- Object detection data:
=====
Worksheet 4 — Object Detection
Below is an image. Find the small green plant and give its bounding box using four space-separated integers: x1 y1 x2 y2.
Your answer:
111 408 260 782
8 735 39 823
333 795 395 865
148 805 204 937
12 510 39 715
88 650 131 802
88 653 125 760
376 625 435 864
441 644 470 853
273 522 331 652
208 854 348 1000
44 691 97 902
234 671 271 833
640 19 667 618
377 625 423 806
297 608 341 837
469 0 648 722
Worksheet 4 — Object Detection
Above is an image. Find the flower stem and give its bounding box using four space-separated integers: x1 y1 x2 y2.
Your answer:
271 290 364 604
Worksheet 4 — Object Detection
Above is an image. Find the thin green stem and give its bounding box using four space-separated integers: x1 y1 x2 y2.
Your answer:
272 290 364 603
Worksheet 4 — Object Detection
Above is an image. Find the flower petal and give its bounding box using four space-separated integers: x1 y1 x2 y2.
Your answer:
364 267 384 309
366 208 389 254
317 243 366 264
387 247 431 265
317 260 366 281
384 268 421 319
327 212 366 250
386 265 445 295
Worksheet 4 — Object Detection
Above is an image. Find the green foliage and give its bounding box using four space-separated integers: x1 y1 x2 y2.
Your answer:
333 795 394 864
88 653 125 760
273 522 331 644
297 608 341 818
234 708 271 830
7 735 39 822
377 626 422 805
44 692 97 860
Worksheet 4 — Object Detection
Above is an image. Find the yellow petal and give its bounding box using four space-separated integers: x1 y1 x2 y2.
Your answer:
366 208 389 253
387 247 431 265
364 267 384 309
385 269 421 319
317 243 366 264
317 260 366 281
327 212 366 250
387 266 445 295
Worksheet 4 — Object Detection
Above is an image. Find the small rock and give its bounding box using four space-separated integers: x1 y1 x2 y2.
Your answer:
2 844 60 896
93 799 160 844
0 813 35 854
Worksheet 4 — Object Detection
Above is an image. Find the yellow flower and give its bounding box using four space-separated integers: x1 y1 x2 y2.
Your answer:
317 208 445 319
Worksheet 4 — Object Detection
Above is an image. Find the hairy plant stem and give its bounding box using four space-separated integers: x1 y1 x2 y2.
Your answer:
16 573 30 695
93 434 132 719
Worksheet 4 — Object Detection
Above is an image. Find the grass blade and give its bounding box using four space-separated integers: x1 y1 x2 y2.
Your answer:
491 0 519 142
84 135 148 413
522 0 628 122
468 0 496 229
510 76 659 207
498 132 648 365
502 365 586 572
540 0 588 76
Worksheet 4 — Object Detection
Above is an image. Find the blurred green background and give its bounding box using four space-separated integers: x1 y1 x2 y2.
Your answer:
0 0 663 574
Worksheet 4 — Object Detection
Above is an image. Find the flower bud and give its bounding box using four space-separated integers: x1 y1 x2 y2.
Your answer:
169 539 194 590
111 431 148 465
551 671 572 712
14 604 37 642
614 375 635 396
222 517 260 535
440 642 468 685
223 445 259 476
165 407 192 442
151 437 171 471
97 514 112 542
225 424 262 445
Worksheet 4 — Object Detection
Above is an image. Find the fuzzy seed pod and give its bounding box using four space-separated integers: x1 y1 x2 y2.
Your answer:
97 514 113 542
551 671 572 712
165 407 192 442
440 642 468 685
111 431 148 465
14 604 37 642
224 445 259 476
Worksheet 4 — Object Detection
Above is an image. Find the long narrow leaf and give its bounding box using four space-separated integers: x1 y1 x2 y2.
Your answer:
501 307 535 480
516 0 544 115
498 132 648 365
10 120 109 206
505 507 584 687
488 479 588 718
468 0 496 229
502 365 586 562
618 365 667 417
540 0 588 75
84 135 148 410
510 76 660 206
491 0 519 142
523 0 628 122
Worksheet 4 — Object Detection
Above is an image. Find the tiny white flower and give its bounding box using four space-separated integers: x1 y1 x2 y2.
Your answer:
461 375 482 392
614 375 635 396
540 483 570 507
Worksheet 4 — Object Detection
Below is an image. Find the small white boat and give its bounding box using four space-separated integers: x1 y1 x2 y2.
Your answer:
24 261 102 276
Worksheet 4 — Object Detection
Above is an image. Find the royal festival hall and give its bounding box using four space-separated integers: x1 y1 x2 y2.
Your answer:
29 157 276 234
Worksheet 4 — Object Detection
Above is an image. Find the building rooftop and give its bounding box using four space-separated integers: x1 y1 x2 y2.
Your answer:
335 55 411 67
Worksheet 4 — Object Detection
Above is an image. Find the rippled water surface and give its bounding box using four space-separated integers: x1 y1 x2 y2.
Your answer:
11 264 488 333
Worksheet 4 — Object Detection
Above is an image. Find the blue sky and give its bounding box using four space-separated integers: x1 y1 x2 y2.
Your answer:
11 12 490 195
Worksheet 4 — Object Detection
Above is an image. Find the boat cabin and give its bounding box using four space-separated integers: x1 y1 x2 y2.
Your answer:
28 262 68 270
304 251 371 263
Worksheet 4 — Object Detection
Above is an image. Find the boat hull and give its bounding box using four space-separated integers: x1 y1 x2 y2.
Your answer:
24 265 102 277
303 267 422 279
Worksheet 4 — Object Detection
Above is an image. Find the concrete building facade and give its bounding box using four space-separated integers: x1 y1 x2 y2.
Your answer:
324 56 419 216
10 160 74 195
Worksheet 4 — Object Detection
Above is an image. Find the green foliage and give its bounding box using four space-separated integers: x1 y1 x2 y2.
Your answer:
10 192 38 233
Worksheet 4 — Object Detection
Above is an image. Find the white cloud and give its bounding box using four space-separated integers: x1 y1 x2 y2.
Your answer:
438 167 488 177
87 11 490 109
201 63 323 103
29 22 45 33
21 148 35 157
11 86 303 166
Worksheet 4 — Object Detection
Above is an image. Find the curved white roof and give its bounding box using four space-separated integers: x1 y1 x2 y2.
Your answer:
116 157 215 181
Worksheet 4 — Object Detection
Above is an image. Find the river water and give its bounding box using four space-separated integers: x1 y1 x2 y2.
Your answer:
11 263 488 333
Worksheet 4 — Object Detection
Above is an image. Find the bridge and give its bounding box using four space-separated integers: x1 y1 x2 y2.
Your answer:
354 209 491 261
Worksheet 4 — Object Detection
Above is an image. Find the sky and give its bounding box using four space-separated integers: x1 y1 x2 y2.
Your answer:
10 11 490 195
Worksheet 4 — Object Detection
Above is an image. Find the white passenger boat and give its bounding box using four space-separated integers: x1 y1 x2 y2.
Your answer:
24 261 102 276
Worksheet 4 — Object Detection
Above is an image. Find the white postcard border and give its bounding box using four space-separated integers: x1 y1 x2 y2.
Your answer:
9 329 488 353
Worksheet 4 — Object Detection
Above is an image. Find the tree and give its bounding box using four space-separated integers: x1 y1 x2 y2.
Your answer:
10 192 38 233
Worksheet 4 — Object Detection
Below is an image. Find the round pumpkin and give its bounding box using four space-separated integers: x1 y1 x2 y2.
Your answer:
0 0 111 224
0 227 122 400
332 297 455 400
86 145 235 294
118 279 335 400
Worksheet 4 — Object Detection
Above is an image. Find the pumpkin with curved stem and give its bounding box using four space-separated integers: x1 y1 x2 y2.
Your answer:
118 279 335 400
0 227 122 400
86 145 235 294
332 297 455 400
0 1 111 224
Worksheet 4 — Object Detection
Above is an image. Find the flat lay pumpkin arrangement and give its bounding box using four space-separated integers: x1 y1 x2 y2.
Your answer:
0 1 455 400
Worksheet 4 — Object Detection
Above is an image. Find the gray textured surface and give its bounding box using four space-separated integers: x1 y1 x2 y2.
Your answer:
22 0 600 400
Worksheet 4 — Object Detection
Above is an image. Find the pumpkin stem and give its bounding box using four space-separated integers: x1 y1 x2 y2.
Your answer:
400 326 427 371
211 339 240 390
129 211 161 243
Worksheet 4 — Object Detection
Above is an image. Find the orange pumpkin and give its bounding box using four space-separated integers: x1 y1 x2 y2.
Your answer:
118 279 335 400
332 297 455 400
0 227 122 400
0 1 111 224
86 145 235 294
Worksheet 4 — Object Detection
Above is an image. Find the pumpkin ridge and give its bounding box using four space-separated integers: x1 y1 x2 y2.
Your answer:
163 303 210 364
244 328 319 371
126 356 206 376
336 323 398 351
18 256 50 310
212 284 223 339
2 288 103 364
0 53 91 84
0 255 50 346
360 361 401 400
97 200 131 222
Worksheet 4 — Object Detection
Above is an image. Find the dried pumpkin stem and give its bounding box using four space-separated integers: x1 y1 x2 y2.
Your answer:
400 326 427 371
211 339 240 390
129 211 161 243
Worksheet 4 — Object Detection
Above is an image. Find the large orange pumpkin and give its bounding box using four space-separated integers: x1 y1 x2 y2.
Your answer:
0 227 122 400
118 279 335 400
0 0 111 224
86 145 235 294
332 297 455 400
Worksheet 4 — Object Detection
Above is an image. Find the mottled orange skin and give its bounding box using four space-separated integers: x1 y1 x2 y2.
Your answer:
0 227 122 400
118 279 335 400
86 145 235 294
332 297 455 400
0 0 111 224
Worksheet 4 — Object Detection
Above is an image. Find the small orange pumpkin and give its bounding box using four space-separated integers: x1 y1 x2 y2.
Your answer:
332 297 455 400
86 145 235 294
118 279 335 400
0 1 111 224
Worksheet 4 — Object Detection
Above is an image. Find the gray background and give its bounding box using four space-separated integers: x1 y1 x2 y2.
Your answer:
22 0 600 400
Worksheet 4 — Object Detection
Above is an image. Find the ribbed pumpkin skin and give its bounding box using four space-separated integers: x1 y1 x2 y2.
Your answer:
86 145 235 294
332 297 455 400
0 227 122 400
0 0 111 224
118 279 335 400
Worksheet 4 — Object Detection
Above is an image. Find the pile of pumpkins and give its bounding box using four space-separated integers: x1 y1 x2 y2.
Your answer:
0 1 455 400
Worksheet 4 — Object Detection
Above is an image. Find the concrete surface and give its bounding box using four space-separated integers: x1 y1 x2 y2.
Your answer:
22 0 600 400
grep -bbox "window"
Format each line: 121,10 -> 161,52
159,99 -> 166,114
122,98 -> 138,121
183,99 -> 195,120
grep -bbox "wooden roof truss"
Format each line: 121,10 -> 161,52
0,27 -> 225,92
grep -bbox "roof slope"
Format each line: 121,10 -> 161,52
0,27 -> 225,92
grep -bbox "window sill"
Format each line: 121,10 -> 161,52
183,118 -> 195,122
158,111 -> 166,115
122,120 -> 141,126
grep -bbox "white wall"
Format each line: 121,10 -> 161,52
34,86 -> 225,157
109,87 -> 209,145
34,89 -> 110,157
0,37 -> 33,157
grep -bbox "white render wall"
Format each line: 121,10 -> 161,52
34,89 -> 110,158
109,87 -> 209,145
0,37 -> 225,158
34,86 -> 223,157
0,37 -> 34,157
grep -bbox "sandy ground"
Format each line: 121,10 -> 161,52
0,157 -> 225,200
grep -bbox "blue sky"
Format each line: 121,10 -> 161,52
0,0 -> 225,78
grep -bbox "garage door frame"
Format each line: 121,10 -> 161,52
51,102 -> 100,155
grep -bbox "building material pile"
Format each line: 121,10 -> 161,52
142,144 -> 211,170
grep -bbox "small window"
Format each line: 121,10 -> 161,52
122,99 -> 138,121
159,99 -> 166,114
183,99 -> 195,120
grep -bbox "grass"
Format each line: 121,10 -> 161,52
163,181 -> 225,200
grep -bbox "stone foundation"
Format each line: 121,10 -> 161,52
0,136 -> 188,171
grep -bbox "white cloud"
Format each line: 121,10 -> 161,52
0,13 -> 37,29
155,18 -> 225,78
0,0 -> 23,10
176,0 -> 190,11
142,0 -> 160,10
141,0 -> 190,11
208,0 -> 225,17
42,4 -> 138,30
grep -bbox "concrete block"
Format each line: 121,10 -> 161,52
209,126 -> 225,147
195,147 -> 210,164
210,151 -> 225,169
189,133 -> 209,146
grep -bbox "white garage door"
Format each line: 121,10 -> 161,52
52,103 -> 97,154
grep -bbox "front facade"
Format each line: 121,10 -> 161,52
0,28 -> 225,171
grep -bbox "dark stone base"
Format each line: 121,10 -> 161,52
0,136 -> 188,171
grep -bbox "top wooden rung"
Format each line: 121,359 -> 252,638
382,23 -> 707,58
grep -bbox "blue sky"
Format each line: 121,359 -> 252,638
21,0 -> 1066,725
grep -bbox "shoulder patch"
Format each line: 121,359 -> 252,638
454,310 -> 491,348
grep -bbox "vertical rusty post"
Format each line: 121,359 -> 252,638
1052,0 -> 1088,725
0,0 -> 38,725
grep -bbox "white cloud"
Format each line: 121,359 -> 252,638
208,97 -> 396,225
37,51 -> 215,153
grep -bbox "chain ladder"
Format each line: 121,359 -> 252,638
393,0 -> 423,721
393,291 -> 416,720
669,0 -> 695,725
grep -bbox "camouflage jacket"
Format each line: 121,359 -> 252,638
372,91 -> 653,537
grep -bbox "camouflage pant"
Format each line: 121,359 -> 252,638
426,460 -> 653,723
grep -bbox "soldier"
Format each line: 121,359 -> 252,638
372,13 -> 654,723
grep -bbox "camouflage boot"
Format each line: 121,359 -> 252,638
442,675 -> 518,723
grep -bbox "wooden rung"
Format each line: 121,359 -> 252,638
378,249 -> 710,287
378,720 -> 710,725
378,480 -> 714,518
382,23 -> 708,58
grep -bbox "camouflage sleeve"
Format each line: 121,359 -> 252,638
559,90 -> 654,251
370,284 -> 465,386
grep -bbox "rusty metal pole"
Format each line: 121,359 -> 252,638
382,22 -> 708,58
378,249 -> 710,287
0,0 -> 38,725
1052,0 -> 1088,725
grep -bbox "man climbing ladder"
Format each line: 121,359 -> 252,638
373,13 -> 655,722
=====
- GIVEN PROBLEM: Starting at the beginning of the items and stopping after the line containing "377 625 423 806", write those lines out again with "small green plant" replaced by "young green seedling" and nothing else changed.

- THE RESPONSE:
Worksheet 4 — Object Detection
Below is an image. Find the young green seedling and give its bounding box using four space-separated integers: x1 y1 x2 y2.
Your answer:
111 408 260 782
8 735 39 823
333 795 395 865
148 805 204 937
12 510 39 715
88 650 131 802
88 653 125 760
376 625 435 864
441 644 470 853
273 522 331 652
208 854 348 1000
44 691 97 902
234 671 271 833
640 19 667 618
377 625 423 806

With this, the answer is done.